Extracted text
I cut my teeth at NASA improving scanivalve and related real-time data collection software. We presented scientists a broad selection of data collection measurements while configuring the experiment and then dynamically during operations in near-time.

Sophisticated error detection and correction code kept data flowing during crucial and expensive operation windows; re-configuring around failure points in nearly-real-time. Wind tunnel startup required direct contact with utilities and configuring the grid for the enormous loads. So, time was precious.

I helped port SWTS to the Army 7x10' wind tunneL: https://ntrs.nasa.gov/archive/nasa/casi.ntrs.nasa.gov/20160007399.pdf

This PDF file describes typical structure interference corrections: https://www.nasa.gov/sites/default/files/643655main_Wall_Interference_Overview.pdf

This NASA Ames website lists these documents and links to images including model supports. Late here now. I will try to locate the data sheets for the model mounts and sensors soon. Need to remember the specialized jargon.

 

[sophiecentaur]

I am confused by the Bernouli adherents’ total attention to the effect on the Plane by the air flow and the curves. The pressures on the wing work in all directions. I know it’s a lot harder to predict the overall flow of the atmosphere (and the losses due to viscosity). But the net downward momentum will meet up with the ground.

 

[A.T.]

Bernoulli's equation is a slightly modified conservation of energy statement ...

To me, conservation of energy is just as abstract as conservation of momentum. I don't see how invoking one "explains" more than the other.

 

[A.T.]

What is the real cause of lift, said to be true by current aerodynamics

Aerodynamics is there to predict how much lift there will be. If you want just to know why, you can use probability:

If a body is symmetrical and aligned with the flow, there will be zero lift by symmetry.

If a body is not symmetrical or not aligned with the flow, there is an infinite number of possible values for lift. So the probability for exactly zero lift is zero.

 

[FactChecker]

Aerodynamics is there to predict how much lift there will be. If you want just to know why, you can use probability:

If a body is symmetrical and aligned with the flow, there will be zero lift by symmetry.

If a body is not symmetrical or not aligned with the flow, there is an infinite number of possible values for lift. So the probability for exactly zero lift is zero.

Given problem A
Repeat the lift thread from "I am confused" up to and including "than the other.".
Given problem B
According to the lift thread, what did wind tunnel startup require?
Given problem C
Write the next part of the lift thread, picking up after its final sentence.
The lines after this point are separate material with no connection to the lift thread.

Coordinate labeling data
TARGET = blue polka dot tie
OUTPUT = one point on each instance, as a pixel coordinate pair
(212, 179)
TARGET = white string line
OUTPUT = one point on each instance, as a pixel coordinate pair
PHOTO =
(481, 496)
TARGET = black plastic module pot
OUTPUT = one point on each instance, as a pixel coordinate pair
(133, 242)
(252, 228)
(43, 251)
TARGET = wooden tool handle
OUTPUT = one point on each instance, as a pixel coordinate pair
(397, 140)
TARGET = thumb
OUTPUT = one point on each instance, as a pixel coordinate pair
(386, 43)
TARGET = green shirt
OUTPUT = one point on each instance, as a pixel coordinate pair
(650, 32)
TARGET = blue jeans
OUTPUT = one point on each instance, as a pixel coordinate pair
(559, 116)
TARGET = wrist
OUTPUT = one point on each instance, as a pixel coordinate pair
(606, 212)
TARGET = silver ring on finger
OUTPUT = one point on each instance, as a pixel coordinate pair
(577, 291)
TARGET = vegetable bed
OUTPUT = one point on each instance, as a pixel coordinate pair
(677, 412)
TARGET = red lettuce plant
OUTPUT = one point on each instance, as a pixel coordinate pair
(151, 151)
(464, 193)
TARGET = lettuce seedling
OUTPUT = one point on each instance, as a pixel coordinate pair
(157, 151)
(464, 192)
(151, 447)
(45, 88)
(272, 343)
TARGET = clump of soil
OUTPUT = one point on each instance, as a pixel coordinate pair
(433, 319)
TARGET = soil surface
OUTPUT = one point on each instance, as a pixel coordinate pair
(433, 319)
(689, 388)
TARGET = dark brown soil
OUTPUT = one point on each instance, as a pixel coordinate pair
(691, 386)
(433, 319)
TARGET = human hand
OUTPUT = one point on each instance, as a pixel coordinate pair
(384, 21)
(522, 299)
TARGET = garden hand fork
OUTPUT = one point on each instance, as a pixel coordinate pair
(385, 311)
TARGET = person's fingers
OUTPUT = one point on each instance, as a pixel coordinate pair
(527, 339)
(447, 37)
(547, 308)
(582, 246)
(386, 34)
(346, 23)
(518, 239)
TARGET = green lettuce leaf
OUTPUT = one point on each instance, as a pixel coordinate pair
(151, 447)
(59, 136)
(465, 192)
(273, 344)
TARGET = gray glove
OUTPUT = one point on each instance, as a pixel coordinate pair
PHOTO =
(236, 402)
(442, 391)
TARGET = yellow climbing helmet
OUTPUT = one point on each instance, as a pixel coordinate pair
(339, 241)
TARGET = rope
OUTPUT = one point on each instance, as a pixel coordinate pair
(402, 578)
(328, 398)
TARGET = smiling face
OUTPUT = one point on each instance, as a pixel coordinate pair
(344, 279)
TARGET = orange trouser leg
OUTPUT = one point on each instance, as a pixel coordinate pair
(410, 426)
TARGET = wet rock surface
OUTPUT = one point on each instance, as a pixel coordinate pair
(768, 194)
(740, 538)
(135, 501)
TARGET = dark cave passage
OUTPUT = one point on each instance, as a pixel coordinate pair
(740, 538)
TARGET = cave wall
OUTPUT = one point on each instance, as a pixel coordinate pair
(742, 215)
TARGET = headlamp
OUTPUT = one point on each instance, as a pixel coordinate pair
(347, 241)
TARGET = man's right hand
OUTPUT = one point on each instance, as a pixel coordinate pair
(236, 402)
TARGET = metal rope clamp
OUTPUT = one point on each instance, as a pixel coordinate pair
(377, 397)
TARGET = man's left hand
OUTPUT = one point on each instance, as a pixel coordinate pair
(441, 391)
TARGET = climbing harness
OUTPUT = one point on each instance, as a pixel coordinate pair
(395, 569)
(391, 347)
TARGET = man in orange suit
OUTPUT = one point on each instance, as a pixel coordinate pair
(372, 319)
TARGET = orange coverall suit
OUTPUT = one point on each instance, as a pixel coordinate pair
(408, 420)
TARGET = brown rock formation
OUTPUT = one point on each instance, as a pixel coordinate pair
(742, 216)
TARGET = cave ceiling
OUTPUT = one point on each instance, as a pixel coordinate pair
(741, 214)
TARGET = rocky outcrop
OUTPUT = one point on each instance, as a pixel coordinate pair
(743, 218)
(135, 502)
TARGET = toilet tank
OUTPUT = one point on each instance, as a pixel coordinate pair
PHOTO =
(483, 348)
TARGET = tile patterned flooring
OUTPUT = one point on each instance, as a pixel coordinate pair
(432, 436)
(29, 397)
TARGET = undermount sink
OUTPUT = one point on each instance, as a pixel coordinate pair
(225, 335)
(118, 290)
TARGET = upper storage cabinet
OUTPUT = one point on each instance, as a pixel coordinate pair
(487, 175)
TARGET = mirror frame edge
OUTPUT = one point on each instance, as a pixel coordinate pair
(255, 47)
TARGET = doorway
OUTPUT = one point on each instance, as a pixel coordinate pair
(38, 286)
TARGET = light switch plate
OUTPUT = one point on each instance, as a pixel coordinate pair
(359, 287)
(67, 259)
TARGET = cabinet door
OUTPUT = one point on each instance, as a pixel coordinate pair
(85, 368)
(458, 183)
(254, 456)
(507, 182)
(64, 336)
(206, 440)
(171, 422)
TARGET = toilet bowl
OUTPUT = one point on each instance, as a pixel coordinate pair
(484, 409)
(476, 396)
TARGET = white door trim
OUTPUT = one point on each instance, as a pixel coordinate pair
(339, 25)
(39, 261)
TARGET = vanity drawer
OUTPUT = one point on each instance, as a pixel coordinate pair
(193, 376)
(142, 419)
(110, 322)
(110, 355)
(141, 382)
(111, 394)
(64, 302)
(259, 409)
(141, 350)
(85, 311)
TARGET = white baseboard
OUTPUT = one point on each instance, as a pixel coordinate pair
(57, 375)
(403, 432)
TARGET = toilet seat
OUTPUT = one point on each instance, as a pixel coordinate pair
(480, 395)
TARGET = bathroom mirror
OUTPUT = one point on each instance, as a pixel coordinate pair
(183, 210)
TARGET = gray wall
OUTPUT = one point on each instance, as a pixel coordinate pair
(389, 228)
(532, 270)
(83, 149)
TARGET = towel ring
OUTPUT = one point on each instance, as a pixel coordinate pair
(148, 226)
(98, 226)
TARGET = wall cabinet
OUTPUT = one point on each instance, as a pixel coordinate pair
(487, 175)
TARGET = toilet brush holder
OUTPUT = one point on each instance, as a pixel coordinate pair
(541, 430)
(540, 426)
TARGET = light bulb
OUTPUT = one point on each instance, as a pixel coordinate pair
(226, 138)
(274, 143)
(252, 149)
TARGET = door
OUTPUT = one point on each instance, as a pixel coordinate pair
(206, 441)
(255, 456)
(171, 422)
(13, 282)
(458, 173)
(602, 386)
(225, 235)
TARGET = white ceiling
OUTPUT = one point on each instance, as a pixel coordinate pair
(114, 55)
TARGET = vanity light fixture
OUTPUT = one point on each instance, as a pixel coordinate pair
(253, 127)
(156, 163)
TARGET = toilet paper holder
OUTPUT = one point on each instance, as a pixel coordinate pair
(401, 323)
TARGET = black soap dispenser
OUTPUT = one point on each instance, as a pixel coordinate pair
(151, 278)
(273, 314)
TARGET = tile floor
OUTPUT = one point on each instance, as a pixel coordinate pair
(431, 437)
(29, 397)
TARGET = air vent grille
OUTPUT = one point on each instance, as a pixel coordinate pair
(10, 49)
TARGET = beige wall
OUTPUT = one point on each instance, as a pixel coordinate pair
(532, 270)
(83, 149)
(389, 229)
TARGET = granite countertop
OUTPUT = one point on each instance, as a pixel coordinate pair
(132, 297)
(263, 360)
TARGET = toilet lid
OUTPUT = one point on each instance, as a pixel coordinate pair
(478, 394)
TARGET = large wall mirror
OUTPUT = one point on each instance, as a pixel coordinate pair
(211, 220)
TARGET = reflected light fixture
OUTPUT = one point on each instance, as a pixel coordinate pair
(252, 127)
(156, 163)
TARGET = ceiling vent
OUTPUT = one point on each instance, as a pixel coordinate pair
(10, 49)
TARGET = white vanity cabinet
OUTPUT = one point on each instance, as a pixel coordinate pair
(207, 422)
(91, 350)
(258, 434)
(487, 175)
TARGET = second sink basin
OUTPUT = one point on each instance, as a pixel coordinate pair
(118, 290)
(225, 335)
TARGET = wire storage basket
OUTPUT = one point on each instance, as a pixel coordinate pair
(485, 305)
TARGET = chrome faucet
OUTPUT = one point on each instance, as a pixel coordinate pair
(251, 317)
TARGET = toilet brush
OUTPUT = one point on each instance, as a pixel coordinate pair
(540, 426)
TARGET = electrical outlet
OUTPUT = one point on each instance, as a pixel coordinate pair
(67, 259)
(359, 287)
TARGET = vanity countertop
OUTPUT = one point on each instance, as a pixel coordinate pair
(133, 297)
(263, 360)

Expected output A
I am confused by the Bernouli adherents’ total attention to the effect on the Plane by the air flow and the curves. The pressures on the wing work in all directions. I know it’s a lot harder to predict the overall flow of the atmosphere (and the losses due to viscosity). But the net downward momentum will meet up with the ground.

 

[A.T.]

Bernoulli's equation is a slightly modified conservation of energy statement ...

To me, conservation of energy is just as abstract as conservation of momentum. I don't see how invoking one "explains" more than the other.

Expected output B
Direct contact with utilities and configuring the grid for the enormous loads.

Expected output C
I don't think this is answering the real question. People are not asking why there is a non-zero force; they are really asking why there is a sustained, significant lift force of such large magnitude that it can lift very heavy objects. Your argument might only say that there are fluctuating, negligible forces in random directions.

 

[A.T.]

... they are really asking why there is a sustained, significant lift force of such large magnitude ...

"Large" is rather subjective. I am always disappointed in the amount of lift my arms create, no matter how fast I run.

 

[FactChecker]

"Large" is rather subjective. I am always disappointed in the amount of lift my arms create, no matter how fast I run.

Ok, a less subjective question -- Why is there a predictable, sustained lift force large enough to lift a 400 ton Boeing 747 airplane? (Max takeoff weight nearly 500 tons)

 

[russ_watters]

I am confused by the Bernouli adherents’ total attention to the effect on the Plane by the air flow and the curves. The pressures on the wing work in all directions.

That sounds wrong the way you said it: pressure at a surface acts perpendicular to the surface. So as long as you know the shape and orientation of the wing and where you put the pressure taps, you can easily calculate the forces by measuring the pressures. It's a common practice in wind tunnel testing.

 

[russ_watters]

During my tenure at Ames (1984-1995) wind tunnel experiments using the Standardized Wind Tunnel System (SWTS) software often collected air flow data from surfaces using an array of pressure sensor pitot valves called scanivalves. I found this eponymous company and from a 1973 PDF instruction set:

Pressure tap - A small orifice on a model surface at which apressure is measured. Pressures are generally measured using a "port" on a "scanivalve".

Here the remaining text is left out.